Rescale the entries from their first line through the line containing "[220,24,240,67]", reproducing every line, requests included. Multiply each bounding-box coordinate in the answers by 0.2 and round to whole numbers, with halves rounded up.
----------------
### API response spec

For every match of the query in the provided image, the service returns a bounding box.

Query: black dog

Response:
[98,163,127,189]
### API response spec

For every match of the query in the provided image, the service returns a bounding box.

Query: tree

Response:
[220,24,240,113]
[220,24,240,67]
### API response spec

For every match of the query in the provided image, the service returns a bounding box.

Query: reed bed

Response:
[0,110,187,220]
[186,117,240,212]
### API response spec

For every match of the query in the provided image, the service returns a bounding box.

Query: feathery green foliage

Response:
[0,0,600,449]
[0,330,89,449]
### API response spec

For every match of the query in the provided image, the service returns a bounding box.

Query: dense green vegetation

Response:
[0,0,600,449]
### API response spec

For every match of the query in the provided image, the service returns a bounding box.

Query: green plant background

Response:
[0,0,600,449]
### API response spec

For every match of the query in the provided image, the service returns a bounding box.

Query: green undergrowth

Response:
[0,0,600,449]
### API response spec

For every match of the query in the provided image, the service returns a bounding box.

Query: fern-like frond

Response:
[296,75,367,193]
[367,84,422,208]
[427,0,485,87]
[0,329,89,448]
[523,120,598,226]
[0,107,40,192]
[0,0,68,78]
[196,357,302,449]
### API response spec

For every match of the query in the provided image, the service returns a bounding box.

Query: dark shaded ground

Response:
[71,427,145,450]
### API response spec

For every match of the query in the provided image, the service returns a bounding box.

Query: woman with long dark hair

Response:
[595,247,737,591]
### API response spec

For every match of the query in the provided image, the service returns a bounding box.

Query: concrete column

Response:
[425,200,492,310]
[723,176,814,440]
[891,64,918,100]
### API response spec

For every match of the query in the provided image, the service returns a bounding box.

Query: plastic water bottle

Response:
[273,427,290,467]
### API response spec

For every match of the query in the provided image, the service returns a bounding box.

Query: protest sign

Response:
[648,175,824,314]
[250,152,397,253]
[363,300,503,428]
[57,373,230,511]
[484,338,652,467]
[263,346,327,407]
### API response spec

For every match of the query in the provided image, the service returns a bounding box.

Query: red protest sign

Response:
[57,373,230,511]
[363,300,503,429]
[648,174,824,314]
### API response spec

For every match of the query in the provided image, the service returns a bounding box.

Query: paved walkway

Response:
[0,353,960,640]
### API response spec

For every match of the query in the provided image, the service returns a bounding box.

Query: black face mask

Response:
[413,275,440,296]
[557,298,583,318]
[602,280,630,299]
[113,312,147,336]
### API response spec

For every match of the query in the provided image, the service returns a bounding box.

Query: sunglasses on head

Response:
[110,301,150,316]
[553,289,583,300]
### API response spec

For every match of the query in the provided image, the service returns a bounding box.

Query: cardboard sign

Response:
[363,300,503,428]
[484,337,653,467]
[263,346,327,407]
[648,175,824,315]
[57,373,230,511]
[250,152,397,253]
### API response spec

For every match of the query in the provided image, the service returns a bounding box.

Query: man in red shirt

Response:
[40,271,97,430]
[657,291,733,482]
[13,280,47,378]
----------------
Finished answer
### API response spec

For every match of the query in the provided image, the service returns a bounding box.

Query: black dog

Response:
[20,33,25,38]
### API response spec

For every match of the query in the provided image, the service returns a bounding box.

Query: tree

Response:
[44,5,48,23]
[44,5,48,13]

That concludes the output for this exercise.